**Task requirements:**
The passage below on levosimendan in verapamil intoxication names measures that showed no clinical or statistical differences between the study groups. List every one of them, using the abbreviations the passage gives.

BEGIN Selected passage

The main finding of our study was that levosimendan improved survival in severe verapamil intoxication. In our experimental model, verapamil resulted in negative inotropy in control group assessed with dPdT. In contrast, heart rate was less prominently affected.

Verapamil intoxication is related to its intended action on myocardial and smooth muscle cells, where it competitively blocks cell surface slow calcium channels. Inhibition of calcium influx is responsible for depression of contractility causing a myocardial stunning-like syndrome [1720]. The function and mechanical efficiency of stunned myocardium is depressed due to decreased sensitivity of the myofibrils to calcium [18].

Levosimendan enhances cardiac contraction by improving the use of available calcium rather by inundating the cell with excessive calcium [21]. The use of traditional inotropes is associated with increased energy consumption and arrhythmogenesis due to elevated intracellular calcium concentration leading to apoptosis in long term use [22, 23]. Levosimendan causes vasodilatation via opening of adenosine triphosphatase-sensitive K+ channels [24]. This effect may contribute to coronary [25] and systemic [26] vasodilatation with the intravenous administration of levosimendan.

The levosimendan bolus was well tolerated. Even though the vasodilating effect of levosimendan has been well documented [2628] it is noteworthy that it did not have deleterious effect on mean arterial pressure. It is conceivable that the inotropic effect of levosimendan was more prominent than the vasodilating effect.

Inotropic effect was measured as a change in a maximum of the positive slope of the left ventricular pressure (LV dP/dt). In the levosimendan group LV dP/dt increased by 38% from the baseline to the Intox 60 minutes, whereas LV dP/dt decreased in the control group by 31% during the same time interval. The same trend was seen for CO, but due to the small number of surviving animals in the control group, a significant difference was not reached between study groups. There were no clinical or statistical differences in HR, MAP, CVP and EDP between the study groups.

END Selected passage
BEGIN Supplied material

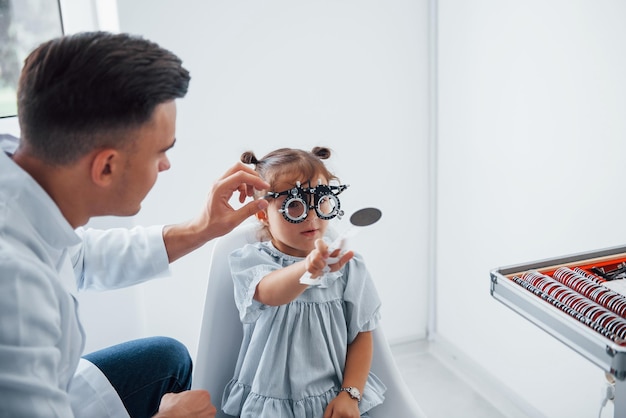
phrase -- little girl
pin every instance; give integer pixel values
(306, 350)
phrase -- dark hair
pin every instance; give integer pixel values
(291, 161)
(85, 91)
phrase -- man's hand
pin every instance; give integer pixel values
(218, 217)
(187, 404)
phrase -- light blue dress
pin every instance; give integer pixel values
(292, 356)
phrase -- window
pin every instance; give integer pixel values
(24, 24)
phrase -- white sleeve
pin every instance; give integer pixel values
(119, 257)
(91, 394)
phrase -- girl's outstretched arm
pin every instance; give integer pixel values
(282, 286)
(358, 363)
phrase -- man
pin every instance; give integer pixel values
(97, 116)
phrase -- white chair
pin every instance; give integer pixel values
(221, 334)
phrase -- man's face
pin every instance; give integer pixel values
(146, 158)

END Supplied material

**Solution:**
HR, MAP, CVP, EDP